[begin Listed records]

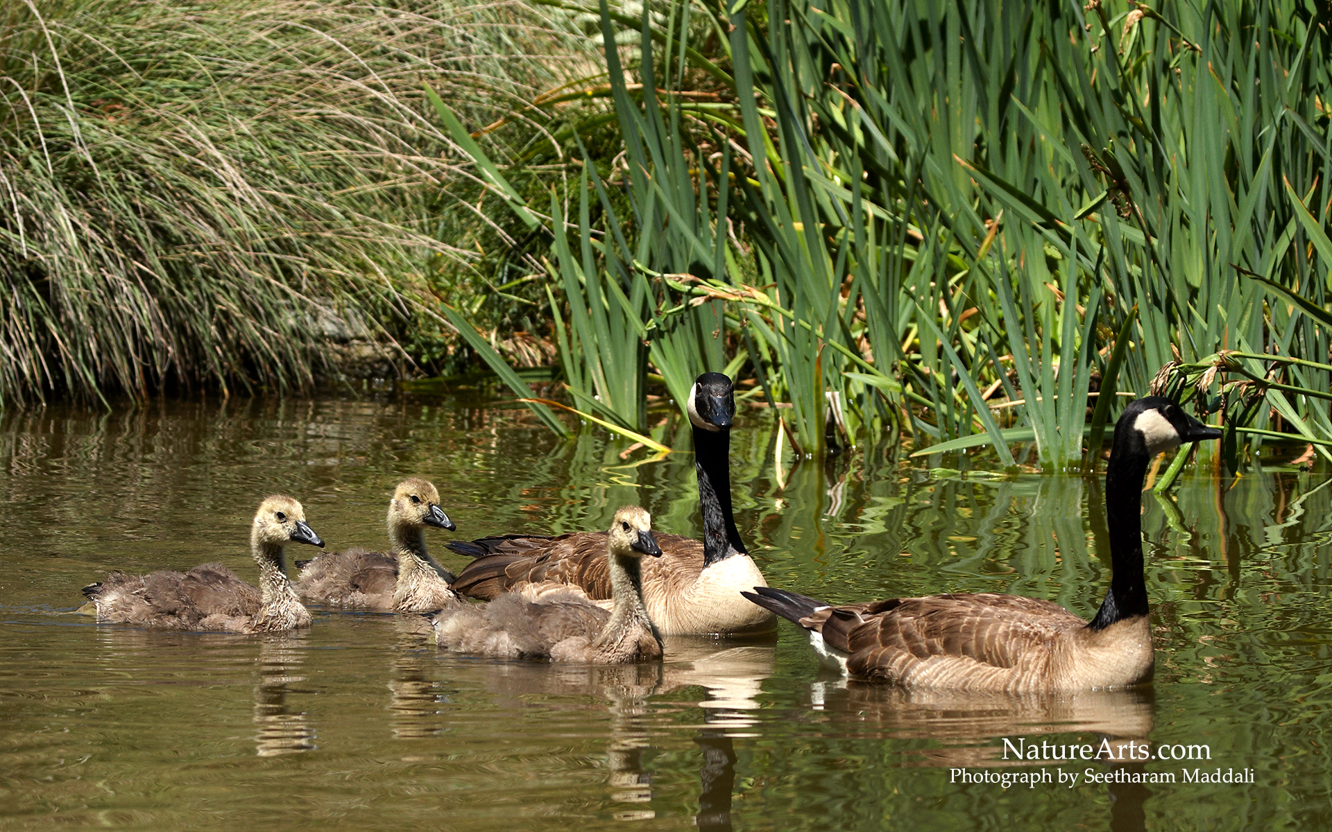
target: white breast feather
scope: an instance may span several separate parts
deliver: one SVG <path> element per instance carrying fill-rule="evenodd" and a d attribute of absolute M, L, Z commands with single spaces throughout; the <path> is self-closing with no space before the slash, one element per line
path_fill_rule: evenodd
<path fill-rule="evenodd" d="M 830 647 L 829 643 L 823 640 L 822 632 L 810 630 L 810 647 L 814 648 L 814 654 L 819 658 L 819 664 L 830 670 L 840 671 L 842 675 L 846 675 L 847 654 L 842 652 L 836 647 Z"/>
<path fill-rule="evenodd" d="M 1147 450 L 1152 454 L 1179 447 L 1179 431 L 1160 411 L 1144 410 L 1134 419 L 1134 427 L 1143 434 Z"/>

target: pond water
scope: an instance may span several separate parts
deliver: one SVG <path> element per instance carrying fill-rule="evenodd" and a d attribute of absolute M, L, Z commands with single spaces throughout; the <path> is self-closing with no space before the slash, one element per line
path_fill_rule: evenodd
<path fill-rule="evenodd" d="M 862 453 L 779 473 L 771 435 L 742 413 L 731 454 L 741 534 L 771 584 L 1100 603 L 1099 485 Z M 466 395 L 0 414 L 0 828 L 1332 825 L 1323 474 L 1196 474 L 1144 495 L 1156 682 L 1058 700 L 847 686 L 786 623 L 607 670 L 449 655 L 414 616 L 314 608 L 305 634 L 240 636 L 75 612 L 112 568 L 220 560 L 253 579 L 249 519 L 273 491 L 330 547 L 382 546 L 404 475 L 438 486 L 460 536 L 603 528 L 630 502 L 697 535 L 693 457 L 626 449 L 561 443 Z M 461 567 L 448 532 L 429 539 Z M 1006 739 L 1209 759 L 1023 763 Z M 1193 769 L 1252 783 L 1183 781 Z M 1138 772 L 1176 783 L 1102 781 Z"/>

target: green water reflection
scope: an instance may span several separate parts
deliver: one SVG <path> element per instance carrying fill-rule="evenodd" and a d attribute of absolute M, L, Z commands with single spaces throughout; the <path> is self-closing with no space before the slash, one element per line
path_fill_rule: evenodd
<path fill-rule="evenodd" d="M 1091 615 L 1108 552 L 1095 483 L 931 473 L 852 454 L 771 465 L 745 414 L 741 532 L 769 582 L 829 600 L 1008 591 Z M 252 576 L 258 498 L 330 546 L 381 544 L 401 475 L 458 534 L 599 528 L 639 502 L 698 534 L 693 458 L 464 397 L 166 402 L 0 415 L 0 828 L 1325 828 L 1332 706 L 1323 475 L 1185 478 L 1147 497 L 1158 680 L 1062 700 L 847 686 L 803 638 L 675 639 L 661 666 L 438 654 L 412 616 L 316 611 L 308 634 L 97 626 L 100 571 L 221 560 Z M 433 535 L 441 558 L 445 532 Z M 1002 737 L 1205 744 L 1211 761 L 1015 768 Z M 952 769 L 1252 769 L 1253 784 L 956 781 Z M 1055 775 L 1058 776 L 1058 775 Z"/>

[end Listed records]
[begin Listed records]

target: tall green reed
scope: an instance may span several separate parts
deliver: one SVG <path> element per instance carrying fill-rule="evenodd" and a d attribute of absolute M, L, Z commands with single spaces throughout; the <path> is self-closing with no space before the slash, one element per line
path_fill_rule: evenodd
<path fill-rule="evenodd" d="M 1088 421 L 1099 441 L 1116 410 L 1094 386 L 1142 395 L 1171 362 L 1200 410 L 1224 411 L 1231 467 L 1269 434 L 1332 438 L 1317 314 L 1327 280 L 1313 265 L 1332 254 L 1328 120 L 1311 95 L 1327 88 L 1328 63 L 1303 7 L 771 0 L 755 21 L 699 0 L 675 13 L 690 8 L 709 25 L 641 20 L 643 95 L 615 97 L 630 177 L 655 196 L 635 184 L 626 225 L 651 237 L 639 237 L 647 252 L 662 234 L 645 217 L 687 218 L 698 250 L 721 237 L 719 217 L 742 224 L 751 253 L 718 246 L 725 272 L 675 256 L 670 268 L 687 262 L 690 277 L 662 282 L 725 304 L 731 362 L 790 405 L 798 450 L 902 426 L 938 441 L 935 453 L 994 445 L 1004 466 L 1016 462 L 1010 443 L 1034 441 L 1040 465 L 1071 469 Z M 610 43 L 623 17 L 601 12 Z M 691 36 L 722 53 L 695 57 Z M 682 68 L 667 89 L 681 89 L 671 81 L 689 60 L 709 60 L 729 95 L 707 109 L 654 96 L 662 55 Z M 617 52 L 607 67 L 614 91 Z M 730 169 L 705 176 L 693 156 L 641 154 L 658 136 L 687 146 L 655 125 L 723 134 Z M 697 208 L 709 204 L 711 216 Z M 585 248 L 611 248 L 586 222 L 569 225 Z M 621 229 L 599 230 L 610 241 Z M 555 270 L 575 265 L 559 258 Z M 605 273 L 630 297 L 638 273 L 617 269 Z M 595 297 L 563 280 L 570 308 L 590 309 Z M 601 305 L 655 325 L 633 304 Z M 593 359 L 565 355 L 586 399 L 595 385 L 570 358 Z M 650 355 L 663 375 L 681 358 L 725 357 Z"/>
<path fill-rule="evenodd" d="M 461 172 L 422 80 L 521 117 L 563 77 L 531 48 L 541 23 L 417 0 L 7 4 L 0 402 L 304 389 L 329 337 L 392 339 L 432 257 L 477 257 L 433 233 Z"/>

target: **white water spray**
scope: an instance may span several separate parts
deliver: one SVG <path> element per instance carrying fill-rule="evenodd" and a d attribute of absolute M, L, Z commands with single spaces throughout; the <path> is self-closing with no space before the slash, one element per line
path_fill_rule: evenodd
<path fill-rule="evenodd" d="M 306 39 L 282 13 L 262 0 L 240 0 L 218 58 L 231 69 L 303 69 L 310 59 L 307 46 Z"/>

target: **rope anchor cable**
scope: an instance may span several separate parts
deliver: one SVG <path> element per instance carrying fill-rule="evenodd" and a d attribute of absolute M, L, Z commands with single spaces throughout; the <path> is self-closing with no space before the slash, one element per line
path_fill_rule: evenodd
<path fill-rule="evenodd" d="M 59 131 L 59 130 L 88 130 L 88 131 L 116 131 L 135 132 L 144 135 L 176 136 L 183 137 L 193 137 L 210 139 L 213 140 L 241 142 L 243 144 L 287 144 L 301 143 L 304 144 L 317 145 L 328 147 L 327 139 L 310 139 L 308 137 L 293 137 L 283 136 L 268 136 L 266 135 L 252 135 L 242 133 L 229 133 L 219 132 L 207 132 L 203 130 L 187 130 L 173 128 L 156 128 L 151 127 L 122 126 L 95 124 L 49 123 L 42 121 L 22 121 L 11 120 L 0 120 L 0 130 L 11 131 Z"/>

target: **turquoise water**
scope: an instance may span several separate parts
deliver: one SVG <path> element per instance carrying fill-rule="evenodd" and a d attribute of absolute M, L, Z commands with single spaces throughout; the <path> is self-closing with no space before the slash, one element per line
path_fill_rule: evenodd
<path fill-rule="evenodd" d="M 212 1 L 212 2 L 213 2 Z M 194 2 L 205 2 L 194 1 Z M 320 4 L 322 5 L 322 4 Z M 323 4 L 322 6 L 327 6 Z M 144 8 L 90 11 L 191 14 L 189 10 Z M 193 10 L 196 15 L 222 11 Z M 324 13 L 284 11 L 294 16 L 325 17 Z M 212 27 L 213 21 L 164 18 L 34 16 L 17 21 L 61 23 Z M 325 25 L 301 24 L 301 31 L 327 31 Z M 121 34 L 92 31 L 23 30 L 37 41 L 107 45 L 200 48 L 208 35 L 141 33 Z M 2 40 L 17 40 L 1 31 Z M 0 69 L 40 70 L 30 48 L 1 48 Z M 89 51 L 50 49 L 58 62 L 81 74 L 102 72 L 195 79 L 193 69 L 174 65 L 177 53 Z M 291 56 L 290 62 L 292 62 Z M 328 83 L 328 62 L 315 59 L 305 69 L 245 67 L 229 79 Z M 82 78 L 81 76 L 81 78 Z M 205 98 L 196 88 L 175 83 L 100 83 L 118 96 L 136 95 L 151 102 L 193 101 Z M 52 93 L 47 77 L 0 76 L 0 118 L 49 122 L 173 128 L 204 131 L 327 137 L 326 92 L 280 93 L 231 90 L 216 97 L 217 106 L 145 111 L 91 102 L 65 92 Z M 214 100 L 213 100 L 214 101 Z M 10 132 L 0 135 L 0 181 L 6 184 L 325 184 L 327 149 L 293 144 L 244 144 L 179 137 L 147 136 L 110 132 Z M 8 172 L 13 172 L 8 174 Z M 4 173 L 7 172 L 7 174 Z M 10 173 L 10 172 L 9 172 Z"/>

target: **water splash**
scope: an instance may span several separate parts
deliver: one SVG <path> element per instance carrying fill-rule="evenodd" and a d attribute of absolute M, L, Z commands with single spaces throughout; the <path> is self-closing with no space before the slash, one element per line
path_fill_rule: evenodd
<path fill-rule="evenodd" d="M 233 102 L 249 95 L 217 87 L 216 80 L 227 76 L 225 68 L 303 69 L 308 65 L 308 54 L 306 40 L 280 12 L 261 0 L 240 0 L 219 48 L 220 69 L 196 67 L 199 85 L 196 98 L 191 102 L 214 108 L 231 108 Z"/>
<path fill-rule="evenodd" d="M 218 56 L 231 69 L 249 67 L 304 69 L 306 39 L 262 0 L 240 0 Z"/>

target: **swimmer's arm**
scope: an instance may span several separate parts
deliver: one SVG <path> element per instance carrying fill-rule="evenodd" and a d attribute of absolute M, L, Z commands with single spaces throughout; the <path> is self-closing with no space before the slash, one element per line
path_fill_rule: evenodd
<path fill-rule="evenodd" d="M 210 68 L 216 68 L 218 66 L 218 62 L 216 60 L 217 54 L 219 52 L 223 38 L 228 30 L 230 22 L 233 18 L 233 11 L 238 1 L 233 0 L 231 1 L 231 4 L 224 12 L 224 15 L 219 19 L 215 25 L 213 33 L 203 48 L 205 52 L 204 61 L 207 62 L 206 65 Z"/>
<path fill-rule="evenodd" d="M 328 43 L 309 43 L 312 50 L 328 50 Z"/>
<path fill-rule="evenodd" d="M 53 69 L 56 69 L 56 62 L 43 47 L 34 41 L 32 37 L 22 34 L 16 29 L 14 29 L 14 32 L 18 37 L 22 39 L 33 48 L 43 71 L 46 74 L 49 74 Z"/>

[end Listed records]
[begin Listed records]

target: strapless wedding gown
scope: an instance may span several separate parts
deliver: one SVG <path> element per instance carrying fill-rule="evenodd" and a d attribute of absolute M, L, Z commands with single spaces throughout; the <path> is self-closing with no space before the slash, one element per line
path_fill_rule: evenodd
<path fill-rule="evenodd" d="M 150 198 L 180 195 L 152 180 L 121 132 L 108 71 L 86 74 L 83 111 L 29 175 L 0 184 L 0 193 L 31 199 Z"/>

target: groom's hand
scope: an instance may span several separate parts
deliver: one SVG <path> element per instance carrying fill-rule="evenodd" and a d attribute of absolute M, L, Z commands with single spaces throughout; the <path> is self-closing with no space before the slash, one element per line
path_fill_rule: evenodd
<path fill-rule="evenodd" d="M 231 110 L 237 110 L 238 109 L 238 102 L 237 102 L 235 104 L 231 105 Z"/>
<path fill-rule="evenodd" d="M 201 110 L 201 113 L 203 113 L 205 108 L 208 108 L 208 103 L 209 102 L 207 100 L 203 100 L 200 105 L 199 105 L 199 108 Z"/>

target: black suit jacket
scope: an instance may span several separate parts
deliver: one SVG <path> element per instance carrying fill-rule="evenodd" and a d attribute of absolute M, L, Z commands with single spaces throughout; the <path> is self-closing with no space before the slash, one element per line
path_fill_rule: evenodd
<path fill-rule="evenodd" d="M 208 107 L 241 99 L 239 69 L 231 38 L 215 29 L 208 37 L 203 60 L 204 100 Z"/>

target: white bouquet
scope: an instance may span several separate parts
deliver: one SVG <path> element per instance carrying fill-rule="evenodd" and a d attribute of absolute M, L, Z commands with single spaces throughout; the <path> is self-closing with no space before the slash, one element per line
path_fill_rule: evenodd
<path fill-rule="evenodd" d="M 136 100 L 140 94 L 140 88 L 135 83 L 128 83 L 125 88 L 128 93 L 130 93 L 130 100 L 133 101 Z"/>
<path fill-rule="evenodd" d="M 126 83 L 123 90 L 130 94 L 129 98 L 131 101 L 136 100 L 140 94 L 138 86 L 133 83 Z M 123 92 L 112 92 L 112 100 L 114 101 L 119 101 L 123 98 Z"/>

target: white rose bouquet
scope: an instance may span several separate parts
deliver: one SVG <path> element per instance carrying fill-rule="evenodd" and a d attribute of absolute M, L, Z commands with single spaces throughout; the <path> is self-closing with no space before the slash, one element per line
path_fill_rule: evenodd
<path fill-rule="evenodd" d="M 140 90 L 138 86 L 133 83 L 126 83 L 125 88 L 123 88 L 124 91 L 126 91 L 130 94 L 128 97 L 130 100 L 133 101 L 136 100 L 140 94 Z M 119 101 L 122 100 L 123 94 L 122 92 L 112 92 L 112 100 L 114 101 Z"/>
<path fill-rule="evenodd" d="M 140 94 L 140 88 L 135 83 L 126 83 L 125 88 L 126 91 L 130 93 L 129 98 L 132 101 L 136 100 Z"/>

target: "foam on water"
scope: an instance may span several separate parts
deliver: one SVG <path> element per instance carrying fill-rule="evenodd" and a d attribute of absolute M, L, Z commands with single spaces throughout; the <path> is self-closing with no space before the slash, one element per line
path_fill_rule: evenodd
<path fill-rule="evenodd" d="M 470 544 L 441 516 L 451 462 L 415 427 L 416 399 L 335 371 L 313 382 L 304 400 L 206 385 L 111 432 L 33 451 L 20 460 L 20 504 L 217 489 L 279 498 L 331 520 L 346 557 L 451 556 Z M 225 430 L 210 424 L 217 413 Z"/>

[end Listed records]

■ Aim of the exercise ■
Please rewrite the stretch of the listing from the line containing "target: white bouquet" through the line containing "135 83 L 128" as a numbered list, with blank lines left out.

■ Response to the task ■
1. target: white bouquet
2. scope: an instance may span several separate parts
3. deliver: one SVG <path> element per instance carrying fill-rule="evenodd" and a d attribute of absolute M, L, Z commands with single spaces throughout; the <path> is self-closing with no space before the slash, one element per line
4. path_fill_rule: evenodd
5. <path fill-rule="evenodd" d="M 136 100 L 140 94 L 140 88 L 135 83 L 128 83 L 125 88 L 128 93 L 130 93 L 130 100 L 133 101 Z"/>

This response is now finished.